==== DATA SHOWN
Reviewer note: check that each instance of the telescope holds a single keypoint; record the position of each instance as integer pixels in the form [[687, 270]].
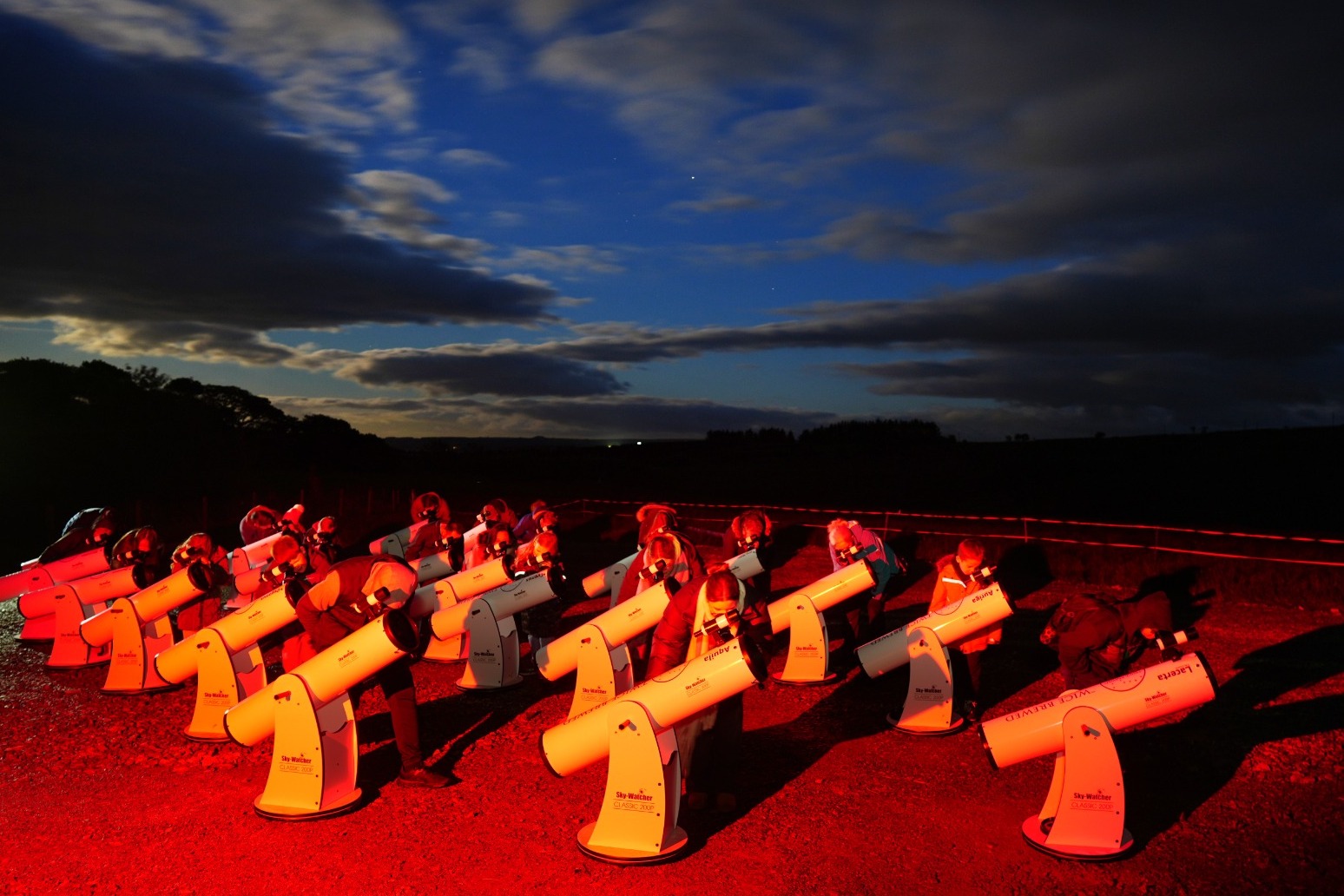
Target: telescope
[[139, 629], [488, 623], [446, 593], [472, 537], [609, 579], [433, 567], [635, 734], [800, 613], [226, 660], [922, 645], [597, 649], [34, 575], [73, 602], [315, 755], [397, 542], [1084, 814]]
========
==== DATA SHOWN
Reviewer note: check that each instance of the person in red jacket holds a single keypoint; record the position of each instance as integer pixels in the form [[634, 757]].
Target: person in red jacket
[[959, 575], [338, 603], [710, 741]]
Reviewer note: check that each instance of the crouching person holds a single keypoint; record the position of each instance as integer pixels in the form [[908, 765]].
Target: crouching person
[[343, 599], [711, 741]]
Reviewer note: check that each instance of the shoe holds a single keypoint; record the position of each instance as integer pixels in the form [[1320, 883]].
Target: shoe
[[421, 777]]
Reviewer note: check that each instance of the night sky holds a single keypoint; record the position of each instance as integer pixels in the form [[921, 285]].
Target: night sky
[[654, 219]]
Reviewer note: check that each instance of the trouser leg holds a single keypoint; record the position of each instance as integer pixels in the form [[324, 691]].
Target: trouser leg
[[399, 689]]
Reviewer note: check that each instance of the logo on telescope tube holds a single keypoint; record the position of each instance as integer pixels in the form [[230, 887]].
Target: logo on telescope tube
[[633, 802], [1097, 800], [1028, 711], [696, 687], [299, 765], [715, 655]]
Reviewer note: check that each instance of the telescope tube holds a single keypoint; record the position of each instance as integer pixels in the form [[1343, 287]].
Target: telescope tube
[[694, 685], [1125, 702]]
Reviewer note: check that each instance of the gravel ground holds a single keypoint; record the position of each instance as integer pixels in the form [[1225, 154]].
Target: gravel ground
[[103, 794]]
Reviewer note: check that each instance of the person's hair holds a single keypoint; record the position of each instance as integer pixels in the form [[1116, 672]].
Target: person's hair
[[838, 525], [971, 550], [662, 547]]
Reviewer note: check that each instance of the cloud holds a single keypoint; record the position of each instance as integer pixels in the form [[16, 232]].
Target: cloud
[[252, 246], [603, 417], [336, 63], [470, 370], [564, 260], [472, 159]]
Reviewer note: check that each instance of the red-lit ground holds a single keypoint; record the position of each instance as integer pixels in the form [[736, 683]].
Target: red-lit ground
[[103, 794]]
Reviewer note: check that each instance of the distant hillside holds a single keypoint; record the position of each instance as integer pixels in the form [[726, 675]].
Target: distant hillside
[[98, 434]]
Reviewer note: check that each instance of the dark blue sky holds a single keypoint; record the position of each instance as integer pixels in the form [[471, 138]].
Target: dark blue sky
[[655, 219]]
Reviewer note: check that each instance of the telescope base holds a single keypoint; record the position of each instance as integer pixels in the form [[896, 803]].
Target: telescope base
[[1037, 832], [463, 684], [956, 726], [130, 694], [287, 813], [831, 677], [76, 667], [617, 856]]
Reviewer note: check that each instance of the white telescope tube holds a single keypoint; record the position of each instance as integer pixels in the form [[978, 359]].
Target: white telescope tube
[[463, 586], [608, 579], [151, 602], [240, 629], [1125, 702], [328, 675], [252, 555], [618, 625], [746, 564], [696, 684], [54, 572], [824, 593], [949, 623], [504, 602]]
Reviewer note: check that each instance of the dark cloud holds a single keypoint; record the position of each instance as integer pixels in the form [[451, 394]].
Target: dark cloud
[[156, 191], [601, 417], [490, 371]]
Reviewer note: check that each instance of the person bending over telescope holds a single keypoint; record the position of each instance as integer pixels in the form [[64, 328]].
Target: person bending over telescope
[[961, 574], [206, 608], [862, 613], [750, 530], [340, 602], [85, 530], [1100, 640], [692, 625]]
========
==== DATA SHOWN
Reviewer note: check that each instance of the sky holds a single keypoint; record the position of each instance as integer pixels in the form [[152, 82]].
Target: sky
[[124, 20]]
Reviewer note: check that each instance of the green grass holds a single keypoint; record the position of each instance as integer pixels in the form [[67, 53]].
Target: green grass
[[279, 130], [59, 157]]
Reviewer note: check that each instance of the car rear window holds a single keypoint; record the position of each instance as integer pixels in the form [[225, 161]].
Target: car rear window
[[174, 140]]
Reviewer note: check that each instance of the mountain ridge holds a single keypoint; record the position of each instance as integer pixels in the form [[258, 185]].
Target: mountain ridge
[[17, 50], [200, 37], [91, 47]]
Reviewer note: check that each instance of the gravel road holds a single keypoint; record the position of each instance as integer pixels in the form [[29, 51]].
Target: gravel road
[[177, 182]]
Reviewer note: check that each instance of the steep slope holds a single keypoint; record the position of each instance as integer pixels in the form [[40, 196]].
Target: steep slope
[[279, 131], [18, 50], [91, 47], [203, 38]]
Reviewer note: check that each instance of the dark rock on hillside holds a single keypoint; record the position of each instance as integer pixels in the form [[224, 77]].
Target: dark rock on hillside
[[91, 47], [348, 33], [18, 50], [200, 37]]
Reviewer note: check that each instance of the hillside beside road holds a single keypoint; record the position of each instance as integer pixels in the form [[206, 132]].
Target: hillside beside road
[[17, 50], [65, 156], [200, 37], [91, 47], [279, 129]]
========
INSTRUCTIONS TO FOLLOW:
Whatever else the listing above holds, retype exactly only the lines from the one containing "Reviewer note: check that each instance of the telescope tube" to the one containing "Reviewer note: check that each instance of the distant", both ends kept.

FINISHED EXERCISE:
Reviewer note: check that each instance of the telescope tube holds a single keypoint; record the position of each instance as integer pixels in the form [[1343, 287]].
Target: telescope tube
[[694, 685], [1125, 702]]
Reviewer note: check that each instance of the gravel ground holds a single keypoint; record the position of each instance as integer pixels in the form [[1225, 154]].
Target: gravel ground
[[103, 794]]
Reviewer note: check that each instance of the person's hair holds a single keypoint; record the position of each instance as integer pixels in the form [[1116, 672]].
Target: person's hair
[[838, 525], [971, 550], [662, 547]]
Reviewer note: check that each instance of the cloud holds a single keypoint; record the position of each instance as integer pixels in the form [[16, 232]].
Target: cloud
[[252, 246], [603, 417], [336, 63], [470, 370], [564, 260], [472, 159]]
Reviewer note: check that each instance of the red-lit ground holds a single keypoint; record the position of each instance as integer pixels in the form [[736, 683]].
Target: red-lit ground
[[103, 794]]
Reviewer note: check that each instance of the distant hillside holds a single keypoint; record the position of each instance as integer pixels in the form [[726, 675]].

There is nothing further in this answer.